Tarefas e exercícios =
1. Com base no texto sobre a iniciação cristã, responda:
(a) Por que vale a pena investir num acompanhamento personalizado dos iniciandos?
(b) Segundo a citação sobre a vida familiar, de que depende em grande parte o futuro da evangelização?
(c) De que mística, de acordo com o texto, cumpre-nos imbuir-nos?
2. Traduza para o inglês esta frase do texto sobre a iniciação cristã: "É na família que o catequizando convive boa parte de seu tempo e é lá que preferencialmente se dará o testemunho cristão."

Texto extraído =
(continuação do artigo anterior)
e) O acompanhamento personalizado
Ainda que demande um número maior de pessoas disponíveis para a tarefa catequética, vale a pena investir num acompanhamento personalizado dos iniciandos, visto que cada um tem um ritmo, uma experiência de vida e uma cosmovisão diferente do outro. “O povo que a Igreja tem a missão de acolher e servir é uma multidão, com rostos variados que precisam ser reconhecidos, identificados, personalizados”.[1] Atente-se, entretanto, para não particularizar radicalmente a caminhada, perdendo-se, assim, o vínculo essencial com a comunidade. Cuidado com catequeses desvinculadas da caminhada comunitária, das celebrações litúrgicas, de cunho individualista ou muito particularizada em grupos e movimentos. Por priorizar os adultos, o acompanhamento se complexifica, pois a demanda adulta e as indagações que trazem são mais exigentes e muitas vezes requerem atenção individualizada e muita acolhida por parte do iniciador/catequista, pois “quem chega à idade adulta com essas indagações precisa de mais do que uma síntese doutrinal. Traz toda uma vida, cheia de experiências, perplexidades, alegrias e decepções. E aí não basta estudar o cristianismo. O adulto cheio de perguntas quer descobrir sentido na vida. Nos seus relacionamentos, no mistério de Deus...”.[2]
f) O envolvimento das famílias do iniciando
É na família que o catequizando convive boa parte de seu tempo e é lá que preferencialmente se dará o testemunho cristão. “A própria vida familiar deve tornar-se um itinerário de educação da fé e uma escola de vida cristã. O futuro da evangelização depende em grande parte da Igreja doméstica.”[3] Descobrir meios para envolver e atingir a família daqueles que são acompanhados no processo de iniciação é de grande importância, principalmente em nosso tempo em que nos deparamos co novas configurações familiares. Urge que a pastoral orgânica assuma o acompanhamento das famílias do iniciando, de tal modo que ela também cresça na mesma proporção e possa ser sementeira fértil, onde se desenvolvam cristãos convictos e coerentes com sua fé. Entendendo a Iniciação Cristã como essencialmente missionária, não dá para ficar entre as quatro paredes da igreja aguardando que venham a nós as famílias. Cumpre-nos imbuir-nos da “mística do Bom Pastor”, que hoje certamente deixaria uma ovelha no redil para ir em busca de noventa e nove que estão dispersas e feridas pelos caminhos da história.

Linhas de dados =
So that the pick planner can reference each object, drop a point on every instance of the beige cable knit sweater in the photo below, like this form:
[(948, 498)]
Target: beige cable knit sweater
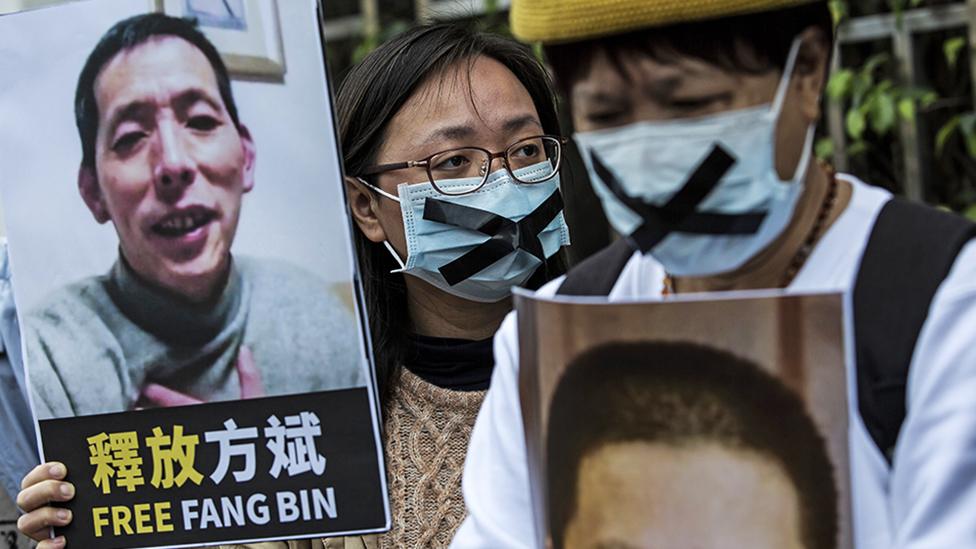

Respostas completas =
1.
(a) Porque cada um tem um ritmo, uma experiência de vida e uma cosmovisão diferente do outro.
(b) Da Igreja doméstica.
(c) Da "mística do Bom Pastor".

2. It is within the family that the person being catechized spends a good part of their time, and it is there that Christian witness will preferably be given.